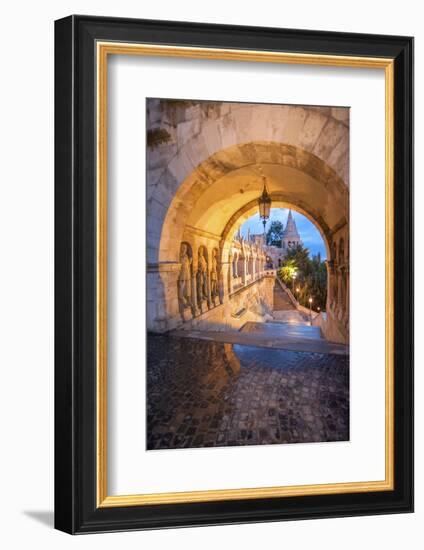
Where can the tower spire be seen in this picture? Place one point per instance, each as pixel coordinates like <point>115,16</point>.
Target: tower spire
<point>290,235</point>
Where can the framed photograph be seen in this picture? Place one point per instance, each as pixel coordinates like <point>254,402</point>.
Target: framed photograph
<point>234,274</point>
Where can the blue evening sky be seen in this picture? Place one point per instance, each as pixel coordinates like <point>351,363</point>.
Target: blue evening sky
<point>309,234</point>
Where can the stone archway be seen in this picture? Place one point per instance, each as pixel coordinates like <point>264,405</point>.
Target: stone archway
<point>209,205</point>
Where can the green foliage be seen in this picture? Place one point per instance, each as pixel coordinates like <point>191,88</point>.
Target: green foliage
<point>157,136</point>
<point>274,234</point>
<point>311,277</point>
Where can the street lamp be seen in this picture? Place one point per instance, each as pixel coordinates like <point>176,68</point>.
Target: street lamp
<point>293,279</point>
<point>264,202</point>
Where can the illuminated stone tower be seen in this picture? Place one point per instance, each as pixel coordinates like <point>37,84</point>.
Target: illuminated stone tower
<point>290,236</point>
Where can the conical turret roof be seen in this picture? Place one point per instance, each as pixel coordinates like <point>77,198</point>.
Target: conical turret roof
<point>290,231</point>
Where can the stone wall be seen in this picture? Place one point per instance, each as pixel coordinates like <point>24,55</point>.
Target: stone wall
<point>205,167</point>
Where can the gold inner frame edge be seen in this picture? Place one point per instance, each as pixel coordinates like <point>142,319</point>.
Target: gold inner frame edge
<point>103,49</point>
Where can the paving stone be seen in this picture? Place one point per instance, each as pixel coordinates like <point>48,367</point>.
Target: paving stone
<point>276,397</point>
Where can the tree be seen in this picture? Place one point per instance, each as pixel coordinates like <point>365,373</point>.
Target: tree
<point>275,234</point>
<point>311,276</point>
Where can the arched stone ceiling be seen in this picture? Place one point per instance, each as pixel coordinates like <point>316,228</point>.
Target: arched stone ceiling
<point>227,181</point>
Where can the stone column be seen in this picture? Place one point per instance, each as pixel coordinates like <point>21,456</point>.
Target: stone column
<point>194,305</point>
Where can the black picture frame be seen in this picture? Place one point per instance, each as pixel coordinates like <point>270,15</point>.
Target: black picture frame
<point>76,510</point>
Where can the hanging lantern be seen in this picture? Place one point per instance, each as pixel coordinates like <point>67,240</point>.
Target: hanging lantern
<point>264,202</point>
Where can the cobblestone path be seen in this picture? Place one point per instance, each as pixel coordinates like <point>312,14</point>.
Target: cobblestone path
<point>205,394</point>
<point>281,300</point>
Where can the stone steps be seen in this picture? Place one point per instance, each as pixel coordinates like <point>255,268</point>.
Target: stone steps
<point>289,338</point>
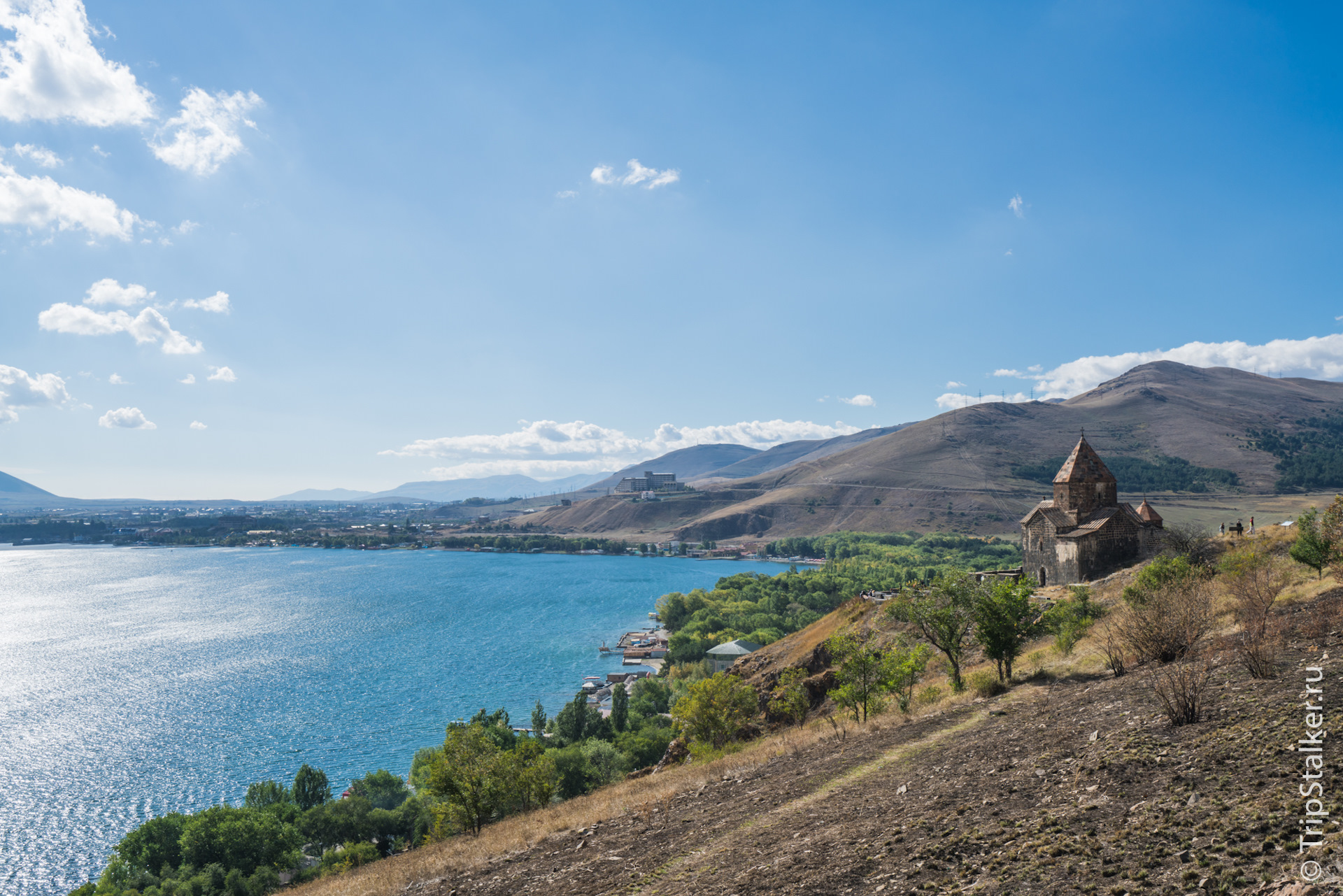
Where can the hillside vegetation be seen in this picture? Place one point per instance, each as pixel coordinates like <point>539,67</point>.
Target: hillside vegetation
<point>1163,427</point>
<point>763,609</point>
<point>1074,781</point>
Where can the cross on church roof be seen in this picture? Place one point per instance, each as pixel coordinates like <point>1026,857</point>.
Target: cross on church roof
<point>1084,465</point>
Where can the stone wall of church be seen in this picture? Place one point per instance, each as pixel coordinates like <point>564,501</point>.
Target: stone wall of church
<point>1112,548</point>
<point>1045,553</point>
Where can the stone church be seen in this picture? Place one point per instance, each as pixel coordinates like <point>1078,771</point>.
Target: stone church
<point>1084,532</point>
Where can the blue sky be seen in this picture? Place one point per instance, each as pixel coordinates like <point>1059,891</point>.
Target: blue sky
<point>404,242</point>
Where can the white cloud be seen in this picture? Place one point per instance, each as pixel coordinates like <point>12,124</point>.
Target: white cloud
<point>109,292</point>
<point>636,173</point>
<point>125,418</point>
<point>20,390</point>
<point>41,202</point>
<point>955,399</point>
<point>147,327</point>
<point>1321,356</point>
<point>50,70</point>
<point>562,449</point>
<point>41,155</point>
<point>218,304</point>
<point>204,134</point>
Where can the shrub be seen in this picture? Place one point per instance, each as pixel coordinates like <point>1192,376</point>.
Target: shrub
<point>1255,579</point>
<point>1167,613</point>
<point>713,711</point>
<point>1070,621</point>
<point>1179,688</point>
<point>985,684</point>
<point>1258,652</point>
<point>1114,649</point>
<point>930,695</point>
<point>1312,546</point>
<point>789,699</point>
<point>604,763</point>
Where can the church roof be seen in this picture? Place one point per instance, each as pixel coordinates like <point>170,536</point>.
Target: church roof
<point>1084,465</point>
<point>1095,523</point>
<point>1147,513</point>
<point>1055,515</point>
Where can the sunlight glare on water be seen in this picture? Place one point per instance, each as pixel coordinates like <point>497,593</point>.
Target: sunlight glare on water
<point>141,681</point>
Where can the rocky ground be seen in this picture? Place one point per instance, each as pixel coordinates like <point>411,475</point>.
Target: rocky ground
<point>1074,785</point>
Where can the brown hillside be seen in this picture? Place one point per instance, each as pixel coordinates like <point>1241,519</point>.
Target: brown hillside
<point>954,472</point>
<point>1071,785</point>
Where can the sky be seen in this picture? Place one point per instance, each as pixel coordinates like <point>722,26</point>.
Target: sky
<point>249,249</point>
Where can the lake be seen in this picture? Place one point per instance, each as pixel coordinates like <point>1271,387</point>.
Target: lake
<point>141,681</point>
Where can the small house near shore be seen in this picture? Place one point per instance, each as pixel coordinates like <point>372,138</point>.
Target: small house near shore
<point>728,653</point>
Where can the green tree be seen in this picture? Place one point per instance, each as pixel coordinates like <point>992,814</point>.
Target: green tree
<point>420,763</point>
<point>713,711</point>
<point>311,788</point>
<point>904,667</point>
<point>265,794</point>
<point>238,839</point>
<point>651,696</point>
<point>469,777</point>
<point>789,699</point>
<point>382,789</point>
<point>861,676</point>
<point>539,719</point>
<point>604,763</point>
<point>944,617</point>
<point>579,720</point>
<point>1311,547</point>
<point>620,707</point>
<point>531,773</point>
<point>1004,621</point>
<point>155,844</point>
<point>339,821</point>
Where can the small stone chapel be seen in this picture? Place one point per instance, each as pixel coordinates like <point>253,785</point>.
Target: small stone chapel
<point>1084,532</point>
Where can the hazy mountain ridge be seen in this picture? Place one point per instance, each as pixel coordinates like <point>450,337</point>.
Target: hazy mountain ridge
<point>955,471</point>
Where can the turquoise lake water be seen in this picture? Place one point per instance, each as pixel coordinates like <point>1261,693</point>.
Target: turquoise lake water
<point>141,681</point>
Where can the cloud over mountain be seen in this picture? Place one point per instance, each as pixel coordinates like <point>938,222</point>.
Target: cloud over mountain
<point>20,390</point>
<point>1321,356</point>
<point>548,449</point>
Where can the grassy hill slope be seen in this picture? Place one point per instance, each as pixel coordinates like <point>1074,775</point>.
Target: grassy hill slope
<point>1070,783</point>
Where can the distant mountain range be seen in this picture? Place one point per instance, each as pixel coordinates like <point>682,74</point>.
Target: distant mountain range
<point>324,495</point>
<point>13,485</point>
<point>489,487</point>
<point>973,469</point>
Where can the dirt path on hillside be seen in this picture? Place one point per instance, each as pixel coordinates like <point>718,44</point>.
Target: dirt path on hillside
<point>1074,786</point>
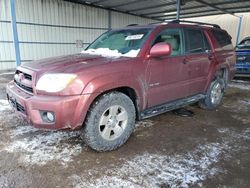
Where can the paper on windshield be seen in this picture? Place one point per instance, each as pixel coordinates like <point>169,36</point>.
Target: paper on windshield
<point>134,37</point>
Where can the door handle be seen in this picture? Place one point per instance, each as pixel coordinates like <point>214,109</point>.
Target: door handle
<point>184,61</point>
<point>210,57</point>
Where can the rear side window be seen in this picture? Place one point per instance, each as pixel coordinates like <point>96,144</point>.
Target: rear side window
<point>195,41</point>
<point>222,37</point>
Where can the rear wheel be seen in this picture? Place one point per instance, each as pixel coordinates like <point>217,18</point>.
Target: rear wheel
<point>110,122</point>
<point>214,95</point>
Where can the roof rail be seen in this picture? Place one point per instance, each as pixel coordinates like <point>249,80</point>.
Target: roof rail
<point>132,25</point>
<point>200,23</point>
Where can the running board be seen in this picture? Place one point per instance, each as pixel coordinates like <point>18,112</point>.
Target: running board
<point>159,109</point>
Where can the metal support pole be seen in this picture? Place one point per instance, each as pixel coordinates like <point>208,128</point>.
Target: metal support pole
<point>14,31</point>
<point>239,30</point>
<point>178,8</point>
<point>109,20</point>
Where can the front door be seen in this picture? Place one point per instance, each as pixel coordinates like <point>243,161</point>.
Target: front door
<point>167,76</point>
<point>198,59</point>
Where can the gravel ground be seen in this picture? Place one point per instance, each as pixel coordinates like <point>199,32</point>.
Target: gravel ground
<point>210,149</point>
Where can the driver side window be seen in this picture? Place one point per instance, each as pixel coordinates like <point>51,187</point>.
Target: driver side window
<point>173,37</point>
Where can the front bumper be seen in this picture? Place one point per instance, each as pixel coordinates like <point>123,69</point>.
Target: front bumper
<point>69,111</point>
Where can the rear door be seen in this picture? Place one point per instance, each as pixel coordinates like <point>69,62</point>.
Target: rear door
<point>167,76</point>
<point>198,59</point>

• PROBLEM TO SOLVE:
In the lines above, from the one containing "Where can the roof" through the end of the lines, change "front door" to "entry door" and leave everything else as it is. Give only that part.

• COMPLETE ANSWER:
Where can the roof rail be seen in this picture? Place one point per instance, each as pixel coordinates like <point>249,80</point>.
Target: roof rail
<point>132,25</point>
<point>200,23</point>
Where can the running board be seen in this picture? Place one point per instance, each as pixel coordinates like <point>18,112</point>.
Target: running board
<point>159,109</point>
Where can the metal support pole be seen in this picture? Place one point per instance, each as pixel coordinates like <point>208,128</point>.
Target: metal support pole
<point>14,31</point>
<point>239,30</point>
<point>178,8</point>
<point>109,20</point>
Where can the entry door be seen in this picture? Place one point per instance, each as pixel coordinates like <point>243,161</point>.
Target: entry door
<point>167,76</point>
<point>198,59</point>
Where can the gravel ground be seen in this picture? Place one point per instance, each as pixel coordinates like <point>199,32</point>.
Target: gravel ground
<point>210,149</point>
Where can the driver side window be seen in this picture? Place one point per instance, each as pixel coordinates like <point>51,187</point>.
Target: driver side window
<point>173,37</point>
Where can the front bumper be seen in this picture? Place one point per instance, each as pixel coordinates like <point>123,69</point>.
Target: front bumper
<point>69,111</point>
Where can the rear door be seen in this picture? Place one point per instance, each as pixel coordinates like <point>69,62</point>.
Target: rear door
<point>167,76</point>
<point>198,59</point>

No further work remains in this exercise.